**Tarefa proposta 1**
Em quantas linhas da listagem aparece a palavra "Evidence"? Informe apenas o número.

**Texto fornecido**
A expulsão do bizarro e do criminoso da democracia se dá pela resistência e organização do humanismo, pela lisura e pela boa aplicação da lei

Edson tinha 4 anos e a Janaina 9. Eles foram levados para assistir os pais Amelinha Teles e César Teles sendo brutalmente torturados. O jovem casal foi incapaz de “contar” o que os torturadores desejavam ouvir, mesmo submetidos ao desespero de saber do terror dos filhos ao verem os pais tão machucados. Uma infância assassinada sem piedade.

Essa história sombria deu origem, em 2008, à primeira condenação que confirmou como torturador o chefe do Doi-Codi e herói do Bolsonaro coronel Carlos Alberto Brilhante Ustra. Ustra comandou com crueldade e sadismo torturas em centenas de pessoas. A Comissão da Verdade contabilizou 434 mortes e desaparecimentos no país.

**Dados registrados**
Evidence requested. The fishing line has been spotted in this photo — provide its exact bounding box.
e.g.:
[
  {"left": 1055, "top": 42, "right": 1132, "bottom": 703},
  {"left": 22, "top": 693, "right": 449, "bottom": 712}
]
--
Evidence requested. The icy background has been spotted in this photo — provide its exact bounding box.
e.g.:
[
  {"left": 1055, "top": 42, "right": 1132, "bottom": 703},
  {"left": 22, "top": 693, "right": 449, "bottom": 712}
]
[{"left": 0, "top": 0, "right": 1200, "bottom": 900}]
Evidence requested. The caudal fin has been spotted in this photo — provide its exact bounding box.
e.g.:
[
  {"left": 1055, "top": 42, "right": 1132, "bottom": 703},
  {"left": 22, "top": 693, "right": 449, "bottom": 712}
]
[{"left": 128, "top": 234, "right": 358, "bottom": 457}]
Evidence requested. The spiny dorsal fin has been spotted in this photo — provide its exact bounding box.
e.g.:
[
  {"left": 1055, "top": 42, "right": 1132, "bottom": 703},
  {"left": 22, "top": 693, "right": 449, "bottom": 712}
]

**Tarefa proposta 2**
Retome o texto sobre a tortura na ditadura e a condenação do coronel Ustra, dando continuidade a partir da última frase.

**Resposta escrita 1**
4

**Resposta escrita 2**
Um candidato à vereador em Porto Alegre convenceu 2.669 almas a se inspirarem na crueldade mais abjeta. Primo distante do primeiro torturador condenado no Brasil, o tenente-coronel do Exército Marcelo Ustra da Silva Soares conseguiu se eleger, com apoio do Bolsonaro e na carona de duas votações expressivas do Partido Liberal. Usou o slogan “Pra cima deles” e se mostrou orgulhoso do torturador, o pavor de Dilma, conforme homenagem de Jair Bolsonaro em pleno Congresso nacional.

Pra cima deles, vindo de um elogio a um torturador, significa o que mesmo? Isso cabe na democracia? Para meu estarrecimento, alguém (prefiro não mencionar o nome) me disse que havia um equilíbrio, já que duas travestis haviam sido eleitas para a Câmara de Porto Alegre. Achei extremamente curioso o argumento que iguala um adepto da tortura criminosa do estado a uma pessoa com orientação sexual distinta.

É a isso que se referem quando nos ensinam que estamos num regime de polarização? De um lado o elogio à violência e do outro um pouco de voz em que padece dela? O que este pleito nos ensina? Qual manchete teríamos que privilegiar?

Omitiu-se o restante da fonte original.